Birdwood served in the Second Boer War, initially as brigade-major with a mounted brigade in Natal from 10 January 1900 and then as Deputy-Assistant Adjutant-General on the staff of Lord Kitchener from 15 October 1900. Promoted to brevet major on 20 November 1901 and local lieutenant-colonel in October 1901, he became military secretary to Lord Kitchener on 5 June 1902, and followed him on his return to the United Kingdom on board the SS Orotava, which arrived in Southampton on 12 July 1902. He received a brevet promotion to lieutenant-colonel in the South African Honours list published on 26 June 1902. In a despatch from June 1902, Lord Kitchener wrote the following about his work in South Africa:
This young officer has held a difficult position as Assistant Adjutant-General, Mounted Troops, and responsible adviser as to the distribution of remounts. In carrying out these duties he has proved himself to possess exceptional ability, and he has shown, moreover, remarkable tact in dealing with and conciliating the various interests which he had to take into consideration.

When Kitchener went to India as commander-in-chief in November 1902, Birdwood joined him there as assistant military secretary and interpreter. He was promoted to the substantive rank of major on 9 May 1903 and appointed Military Secretary to Lord Kitchener with the rank of full colonel on 26 June 1905. Having been appointed an aide-de-camp to the King on 14 February 1906, he was given command of the Kohat Brigade on the North West Frontier in 1908 and promoted to temporary brigadier-general on 28 June 1909.

Promoted to the rank of major-general on 3 October 1911, Birdwood became quartermaster-general in India and a member of the Viceroy's Legislative Council in 1912 and then Secretary of the Indian Army Department in 1913.

Gallipoli

In November 1914 Birdwood was instructed by Kitchener to form an army corps from the Australian and New Zealand troops that were training in Egypt. He was promoted to temporary lieutenant-general on 12 December 1914 and given command of the Australian and New Zealand Army Corps. Kitchener instructed General Sir Ian Hamilton, Commander of the Mediterranean Expeditionary Force, to carry out an operation to capture the Gallipoli peninsula and placed Birdwood's ANZAC Corps under Hamilton's command. Hamilton ordered Birdwood to carry out a landing on 25 April 1915 north of Kabatepe at a site now known as ANZAC Cove. The ANZAC Corps encountered high ridges, narrow gullies, dense scrub and strong Turkish resistance and became pinned down. Major-General William Bridges and Major-General Alexander Godley, the divisional commanders, were both of the view that the Allied forces, dealing with stiffer-than-expected resistance, should be evacuated ahead of an expected attack by Turkish forces. Nevertheless, Hamilton ordered them to hold fast.

※ ※ ※

◆ DIRECTION 1
From the passage on Birdwood's career, list every person named other than Birdwood himself.
◆ DIRECTION 2
Answer these about the passage on Birdwood's career:
(a) What ship carried Birdwood back to the United Kingdom?
(b) Which brigade did he command on the North West Frontier in 1908?
(c) On what date did the landing north of Kabatepe take place?
◆ DIRECTION 3
Write out the part of the passage on Birdwood's career that opens with the words containing "When Kitchener went" and closes with "Department in 1913.".
The entries have nothing to do with this.

※ ※ ※

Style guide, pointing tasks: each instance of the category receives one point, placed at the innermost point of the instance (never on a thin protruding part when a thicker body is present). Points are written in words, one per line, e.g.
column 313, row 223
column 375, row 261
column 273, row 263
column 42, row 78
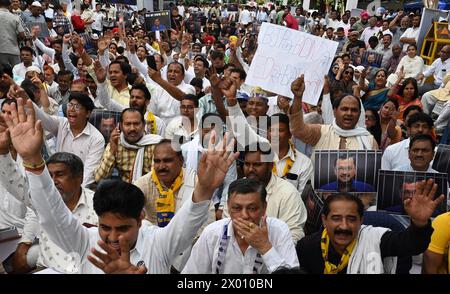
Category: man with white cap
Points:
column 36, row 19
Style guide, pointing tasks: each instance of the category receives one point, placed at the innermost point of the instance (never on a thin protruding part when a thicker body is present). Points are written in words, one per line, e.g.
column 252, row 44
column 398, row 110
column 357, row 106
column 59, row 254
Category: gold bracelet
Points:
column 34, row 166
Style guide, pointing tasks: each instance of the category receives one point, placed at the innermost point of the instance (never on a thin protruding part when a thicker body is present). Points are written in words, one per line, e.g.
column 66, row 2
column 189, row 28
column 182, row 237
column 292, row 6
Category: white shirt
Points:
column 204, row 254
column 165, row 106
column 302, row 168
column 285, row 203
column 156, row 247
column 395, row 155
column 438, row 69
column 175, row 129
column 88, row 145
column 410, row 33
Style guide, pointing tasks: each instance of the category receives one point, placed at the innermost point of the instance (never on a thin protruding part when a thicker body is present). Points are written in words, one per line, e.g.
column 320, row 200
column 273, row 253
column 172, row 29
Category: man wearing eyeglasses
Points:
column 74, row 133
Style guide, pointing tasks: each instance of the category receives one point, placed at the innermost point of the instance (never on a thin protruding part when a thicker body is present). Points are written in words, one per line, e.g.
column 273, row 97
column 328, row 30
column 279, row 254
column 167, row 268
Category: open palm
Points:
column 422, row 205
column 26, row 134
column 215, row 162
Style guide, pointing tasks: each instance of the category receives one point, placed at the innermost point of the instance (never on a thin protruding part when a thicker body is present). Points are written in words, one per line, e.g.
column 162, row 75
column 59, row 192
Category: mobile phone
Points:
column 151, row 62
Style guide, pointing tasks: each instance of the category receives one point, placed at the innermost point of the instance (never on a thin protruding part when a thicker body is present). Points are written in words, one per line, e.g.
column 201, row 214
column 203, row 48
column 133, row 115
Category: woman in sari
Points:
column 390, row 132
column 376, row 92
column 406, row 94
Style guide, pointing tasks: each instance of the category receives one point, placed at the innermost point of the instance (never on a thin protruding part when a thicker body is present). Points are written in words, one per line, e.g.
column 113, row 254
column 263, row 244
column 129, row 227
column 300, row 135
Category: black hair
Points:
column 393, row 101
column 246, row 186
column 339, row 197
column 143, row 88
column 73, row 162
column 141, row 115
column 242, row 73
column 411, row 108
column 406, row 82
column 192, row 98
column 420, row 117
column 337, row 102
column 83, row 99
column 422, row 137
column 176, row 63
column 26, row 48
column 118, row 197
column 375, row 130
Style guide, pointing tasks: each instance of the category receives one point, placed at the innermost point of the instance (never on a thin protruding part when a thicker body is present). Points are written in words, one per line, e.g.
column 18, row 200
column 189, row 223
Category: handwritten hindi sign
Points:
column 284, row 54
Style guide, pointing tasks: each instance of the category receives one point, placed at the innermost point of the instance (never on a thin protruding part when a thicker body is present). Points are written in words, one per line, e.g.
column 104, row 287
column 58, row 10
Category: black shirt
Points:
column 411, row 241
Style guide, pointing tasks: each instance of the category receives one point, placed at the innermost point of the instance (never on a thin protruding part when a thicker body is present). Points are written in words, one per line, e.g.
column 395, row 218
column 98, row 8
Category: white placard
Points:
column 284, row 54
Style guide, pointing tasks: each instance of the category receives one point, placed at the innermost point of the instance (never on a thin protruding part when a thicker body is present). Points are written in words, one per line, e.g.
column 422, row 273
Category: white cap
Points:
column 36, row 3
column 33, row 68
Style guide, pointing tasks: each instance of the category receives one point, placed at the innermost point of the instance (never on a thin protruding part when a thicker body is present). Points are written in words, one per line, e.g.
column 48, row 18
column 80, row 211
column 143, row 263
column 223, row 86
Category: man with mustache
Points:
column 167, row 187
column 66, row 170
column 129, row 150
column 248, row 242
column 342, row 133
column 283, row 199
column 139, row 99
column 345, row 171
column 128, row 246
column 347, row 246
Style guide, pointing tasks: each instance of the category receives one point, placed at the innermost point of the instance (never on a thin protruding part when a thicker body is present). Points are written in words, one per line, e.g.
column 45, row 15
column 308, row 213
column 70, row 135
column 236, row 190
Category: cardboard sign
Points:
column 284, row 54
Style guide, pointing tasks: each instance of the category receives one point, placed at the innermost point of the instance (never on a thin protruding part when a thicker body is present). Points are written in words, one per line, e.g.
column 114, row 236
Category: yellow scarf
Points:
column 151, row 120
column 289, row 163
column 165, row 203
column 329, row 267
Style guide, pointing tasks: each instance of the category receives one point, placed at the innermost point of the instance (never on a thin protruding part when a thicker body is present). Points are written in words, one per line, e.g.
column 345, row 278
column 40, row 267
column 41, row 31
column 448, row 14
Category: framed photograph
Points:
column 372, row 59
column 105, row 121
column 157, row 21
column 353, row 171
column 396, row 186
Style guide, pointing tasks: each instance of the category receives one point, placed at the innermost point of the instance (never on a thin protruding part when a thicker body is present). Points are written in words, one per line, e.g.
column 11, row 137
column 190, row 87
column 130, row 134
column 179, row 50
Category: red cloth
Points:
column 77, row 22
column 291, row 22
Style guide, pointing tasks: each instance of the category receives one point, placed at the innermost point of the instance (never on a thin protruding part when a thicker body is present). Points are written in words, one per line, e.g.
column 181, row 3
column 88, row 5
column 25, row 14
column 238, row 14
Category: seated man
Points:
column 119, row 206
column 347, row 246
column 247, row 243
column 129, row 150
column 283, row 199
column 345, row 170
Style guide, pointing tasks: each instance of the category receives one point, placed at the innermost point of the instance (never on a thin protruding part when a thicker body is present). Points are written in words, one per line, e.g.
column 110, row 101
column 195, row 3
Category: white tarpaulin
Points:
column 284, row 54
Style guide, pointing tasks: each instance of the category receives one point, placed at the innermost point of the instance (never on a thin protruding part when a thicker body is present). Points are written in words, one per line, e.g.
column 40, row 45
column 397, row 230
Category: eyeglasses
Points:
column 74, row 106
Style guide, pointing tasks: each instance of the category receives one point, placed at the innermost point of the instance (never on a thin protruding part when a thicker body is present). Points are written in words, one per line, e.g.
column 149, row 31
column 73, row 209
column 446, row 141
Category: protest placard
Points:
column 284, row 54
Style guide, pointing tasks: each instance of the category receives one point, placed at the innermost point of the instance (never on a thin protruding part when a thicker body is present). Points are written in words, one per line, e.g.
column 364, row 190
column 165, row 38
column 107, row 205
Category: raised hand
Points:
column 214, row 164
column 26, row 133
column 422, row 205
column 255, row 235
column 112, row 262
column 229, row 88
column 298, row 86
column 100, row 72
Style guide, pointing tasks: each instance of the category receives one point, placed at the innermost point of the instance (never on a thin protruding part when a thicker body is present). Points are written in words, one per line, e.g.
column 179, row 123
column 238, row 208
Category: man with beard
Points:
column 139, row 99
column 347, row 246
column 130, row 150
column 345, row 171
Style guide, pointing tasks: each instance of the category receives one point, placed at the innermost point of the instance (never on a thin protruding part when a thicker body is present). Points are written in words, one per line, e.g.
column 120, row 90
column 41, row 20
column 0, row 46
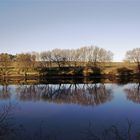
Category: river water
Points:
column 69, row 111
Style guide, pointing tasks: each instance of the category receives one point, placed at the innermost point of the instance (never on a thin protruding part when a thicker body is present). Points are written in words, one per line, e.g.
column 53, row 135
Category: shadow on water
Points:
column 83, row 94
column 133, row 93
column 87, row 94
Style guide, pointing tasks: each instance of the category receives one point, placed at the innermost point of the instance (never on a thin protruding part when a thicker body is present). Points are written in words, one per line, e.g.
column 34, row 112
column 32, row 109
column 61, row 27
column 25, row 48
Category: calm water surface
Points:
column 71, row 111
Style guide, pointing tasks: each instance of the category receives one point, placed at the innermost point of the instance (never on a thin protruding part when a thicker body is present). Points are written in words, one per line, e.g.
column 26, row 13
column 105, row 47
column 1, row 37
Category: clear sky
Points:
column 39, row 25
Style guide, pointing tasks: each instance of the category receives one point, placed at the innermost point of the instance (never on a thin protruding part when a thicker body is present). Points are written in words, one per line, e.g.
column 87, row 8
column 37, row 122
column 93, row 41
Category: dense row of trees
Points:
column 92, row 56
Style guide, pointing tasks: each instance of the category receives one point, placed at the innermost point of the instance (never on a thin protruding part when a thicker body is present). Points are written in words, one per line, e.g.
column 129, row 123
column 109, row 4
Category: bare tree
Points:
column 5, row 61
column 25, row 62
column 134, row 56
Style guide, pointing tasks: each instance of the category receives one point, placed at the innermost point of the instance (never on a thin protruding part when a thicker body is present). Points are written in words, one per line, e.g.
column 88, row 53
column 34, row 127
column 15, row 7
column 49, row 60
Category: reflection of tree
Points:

※ ※ ※

◆ FULL RESPONSE 1
- Lord Kitchener
- General Sir Ian Hamilton
- Major-General William Bridges
- Major-General Alexander Godley

◆ FULL RESPONSE 2
(a) The SS Orotava.
(b) The Kohat Brigade.
(c) 25 April 1915.

◆ FULL RESPONSE 3
When Kitchener went to India as commander-in-chief in November 1902, Birdwood joined him there as assistant military secretary and interpreter. He was promoted to the substantive rank of major on 9 May 1903 and appointed Military Secretary to Lord Kitchener with the rank of full colonel on 26 June 1905. Having been appointed an aide-de-camp to the King on 14 February 1906, he was given command of the Kohat Brigade on the North West Frontier in 1908 and promoted to temporary brigadier-general on 28 June 1909.

Promoted to the rank of major-general on 3 October 1911, Birdwood became quartermaster-general in India and a member of the Viceroy's Legislative Council in 1912 and then Secretary of the Indian Army Department in 1913.